> Input for this task
%%

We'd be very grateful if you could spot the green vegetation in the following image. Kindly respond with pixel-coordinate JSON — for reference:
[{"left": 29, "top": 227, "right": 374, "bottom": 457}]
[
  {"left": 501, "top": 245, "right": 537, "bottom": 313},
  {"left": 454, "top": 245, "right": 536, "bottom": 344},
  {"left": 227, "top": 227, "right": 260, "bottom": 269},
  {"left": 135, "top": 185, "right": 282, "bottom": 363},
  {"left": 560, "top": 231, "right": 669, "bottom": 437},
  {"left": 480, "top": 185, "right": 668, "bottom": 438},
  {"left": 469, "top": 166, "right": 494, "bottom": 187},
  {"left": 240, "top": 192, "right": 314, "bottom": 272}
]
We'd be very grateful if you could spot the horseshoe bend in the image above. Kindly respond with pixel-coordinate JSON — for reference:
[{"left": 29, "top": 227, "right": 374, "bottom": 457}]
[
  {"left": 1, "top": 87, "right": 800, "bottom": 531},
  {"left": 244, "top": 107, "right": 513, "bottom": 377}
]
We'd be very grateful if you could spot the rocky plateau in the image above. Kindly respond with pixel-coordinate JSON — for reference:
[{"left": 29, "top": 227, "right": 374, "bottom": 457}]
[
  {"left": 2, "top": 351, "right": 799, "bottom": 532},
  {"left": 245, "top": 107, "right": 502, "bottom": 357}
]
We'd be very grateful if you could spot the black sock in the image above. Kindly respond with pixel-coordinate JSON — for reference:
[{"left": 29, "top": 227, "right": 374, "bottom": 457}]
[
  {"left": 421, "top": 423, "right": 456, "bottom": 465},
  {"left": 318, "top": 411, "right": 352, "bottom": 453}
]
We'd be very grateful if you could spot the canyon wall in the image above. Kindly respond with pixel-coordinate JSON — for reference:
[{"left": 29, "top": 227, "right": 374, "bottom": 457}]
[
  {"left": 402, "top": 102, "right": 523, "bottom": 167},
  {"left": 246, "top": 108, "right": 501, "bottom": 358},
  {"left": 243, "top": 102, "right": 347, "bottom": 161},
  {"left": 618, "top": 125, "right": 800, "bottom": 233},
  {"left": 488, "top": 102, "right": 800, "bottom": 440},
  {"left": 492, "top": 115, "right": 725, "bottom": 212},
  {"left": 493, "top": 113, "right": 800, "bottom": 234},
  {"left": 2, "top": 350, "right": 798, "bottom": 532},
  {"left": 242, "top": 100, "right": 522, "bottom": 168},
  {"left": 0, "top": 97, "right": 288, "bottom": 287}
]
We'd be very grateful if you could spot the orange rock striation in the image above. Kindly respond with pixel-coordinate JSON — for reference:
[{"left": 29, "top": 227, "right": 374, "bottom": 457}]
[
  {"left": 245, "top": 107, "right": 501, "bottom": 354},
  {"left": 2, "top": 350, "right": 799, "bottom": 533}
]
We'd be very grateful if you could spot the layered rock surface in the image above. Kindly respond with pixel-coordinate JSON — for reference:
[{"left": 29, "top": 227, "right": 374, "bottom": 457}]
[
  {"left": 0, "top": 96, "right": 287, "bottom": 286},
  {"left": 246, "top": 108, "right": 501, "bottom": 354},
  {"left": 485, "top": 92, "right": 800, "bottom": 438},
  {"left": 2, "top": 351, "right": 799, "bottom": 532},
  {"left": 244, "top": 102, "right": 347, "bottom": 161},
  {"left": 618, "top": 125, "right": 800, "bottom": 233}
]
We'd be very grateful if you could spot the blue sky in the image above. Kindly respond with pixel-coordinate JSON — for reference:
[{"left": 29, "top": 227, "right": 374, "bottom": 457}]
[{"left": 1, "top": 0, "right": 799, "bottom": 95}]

%%

> Task
When you reach the line that contains "We'd be very grateful if you could spot the blue" in the material above, please copy it and every line after it exactly, stopping only at the last line.

> Task output
We'd be very grateful if you could spot the blue sky in the image above. Kindly respond with pixel-coordinate JSON — for reference:
[{"left": 29, "top": 227, "right": 374, "bottom": 457}]
[{"left": 1, "top": 0, "right": 799, "bottom": 95}]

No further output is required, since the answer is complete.